◆ **YOUR INSTRUCTIONS**
Copy verbatim the part of the material that opens with the line containing "baby's head in this photo." and closes with the last line of the material.

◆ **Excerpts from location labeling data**

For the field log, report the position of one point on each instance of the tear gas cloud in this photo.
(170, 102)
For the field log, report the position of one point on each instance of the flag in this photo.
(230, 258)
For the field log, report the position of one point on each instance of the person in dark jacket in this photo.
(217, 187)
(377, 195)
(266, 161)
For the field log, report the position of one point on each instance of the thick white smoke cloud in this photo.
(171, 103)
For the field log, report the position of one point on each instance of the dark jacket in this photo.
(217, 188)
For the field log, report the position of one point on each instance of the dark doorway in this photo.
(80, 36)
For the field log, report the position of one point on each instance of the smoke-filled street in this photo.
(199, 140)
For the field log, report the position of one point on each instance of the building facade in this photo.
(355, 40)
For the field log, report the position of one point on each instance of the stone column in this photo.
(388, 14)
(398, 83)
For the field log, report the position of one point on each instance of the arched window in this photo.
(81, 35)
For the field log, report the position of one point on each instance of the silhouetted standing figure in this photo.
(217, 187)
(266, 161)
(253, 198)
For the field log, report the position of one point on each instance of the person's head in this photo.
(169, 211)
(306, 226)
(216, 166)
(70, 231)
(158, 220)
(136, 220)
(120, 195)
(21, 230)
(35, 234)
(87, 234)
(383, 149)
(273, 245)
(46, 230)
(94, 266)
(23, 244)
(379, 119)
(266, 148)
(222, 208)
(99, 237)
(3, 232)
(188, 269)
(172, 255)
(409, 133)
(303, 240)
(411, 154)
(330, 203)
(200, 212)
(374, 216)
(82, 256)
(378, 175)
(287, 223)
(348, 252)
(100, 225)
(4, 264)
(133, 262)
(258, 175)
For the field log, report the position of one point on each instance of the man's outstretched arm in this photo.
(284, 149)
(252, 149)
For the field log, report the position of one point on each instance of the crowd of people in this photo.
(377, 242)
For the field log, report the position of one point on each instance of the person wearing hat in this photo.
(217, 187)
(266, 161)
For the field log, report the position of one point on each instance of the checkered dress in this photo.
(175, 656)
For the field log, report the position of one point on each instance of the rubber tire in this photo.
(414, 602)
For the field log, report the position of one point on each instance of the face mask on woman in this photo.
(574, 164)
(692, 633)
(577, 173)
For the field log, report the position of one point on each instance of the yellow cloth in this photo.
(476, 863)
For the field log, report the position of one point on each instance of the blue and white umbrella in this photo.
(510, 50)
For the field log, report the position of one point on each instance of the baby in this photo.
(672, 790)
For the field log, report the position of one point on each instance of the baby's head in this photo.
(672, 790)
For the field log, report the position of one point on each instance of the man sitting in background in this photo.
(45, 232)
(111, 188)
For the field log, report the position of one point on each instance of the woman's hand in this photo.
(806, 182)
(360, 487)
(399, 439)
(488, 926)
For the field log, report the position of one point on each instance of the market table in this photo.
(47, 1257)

◆ **EXERCISE OUTPUT**
For the field log, report the position of one point on each instance of the baby's head in this photo.
(672, 790)
For the field log, report the position of one point on each instance of the man sitting in background in this photo.
(45, 232)
(111, 188)
For the field log, report the position of one point on each instance of the woman's hand in this photo.
(806, 182)
(360, 487)
(399, 439)
(488, 926)
For the field log, report the position of one point on each instance of the market table in this photo.
(47, 1257)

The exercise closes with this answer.